• _Travail à réaliser_
Transformez chaque ligne des enregistrements ci-dessous en une ligne d'un tableau Markdown à deux colonnes, « Numéro » et « Contenu », en omettant les lignes vides.

• _Extrait de données_
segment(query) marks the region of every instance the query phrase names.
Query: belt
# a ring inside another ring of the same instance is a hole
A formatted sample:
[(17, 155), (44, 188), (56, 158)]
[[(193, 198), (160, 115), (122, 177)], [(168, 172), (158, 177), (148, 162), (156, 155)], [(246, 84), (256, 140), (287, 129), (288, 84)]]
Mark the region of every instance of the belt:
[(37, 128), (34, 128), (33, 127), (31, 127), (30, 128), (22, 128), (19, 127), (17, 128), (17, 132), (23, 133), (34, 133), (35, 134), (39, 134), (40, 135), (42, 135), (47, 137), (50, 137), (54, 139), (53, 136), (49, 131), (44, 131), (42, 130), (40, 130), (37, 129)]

• _Réponse_
| Numéro | Contenu |
|---|---|
| 1 | segment(query) marks the region of every instance the query phrase names. |
| 2 | Query: belt |
| 3 | # a ring inside another ring of the same instance is a hole |
| 4 | A formatted sample: |
| 5 | [(17, 155), (44, 188), (56, 158)] |
| 6 | [[(193, 198), (160, 115), (122, 177)], [(168, 172), (158, 177), (148, 162), (156, 155)], [(246, 84), (256, 140), (287, 129), (288, 84)]] |
| 7 | Mark the region of every instance of the belt: |
| 8 | [(37, 128), (34, 128), (33, 127), (31, 127), (30, 128), (22, 128), (19, 127), (17, 128), (17, 132), (23, 133), (34, 133), (35, 134), (39, 134), (40, 135), (42, 135), (47, 137), (50, 137), (54, 139), (53, 136), (49, 131), (44, 131), (42, 130), (40, 130), (37, 129)] |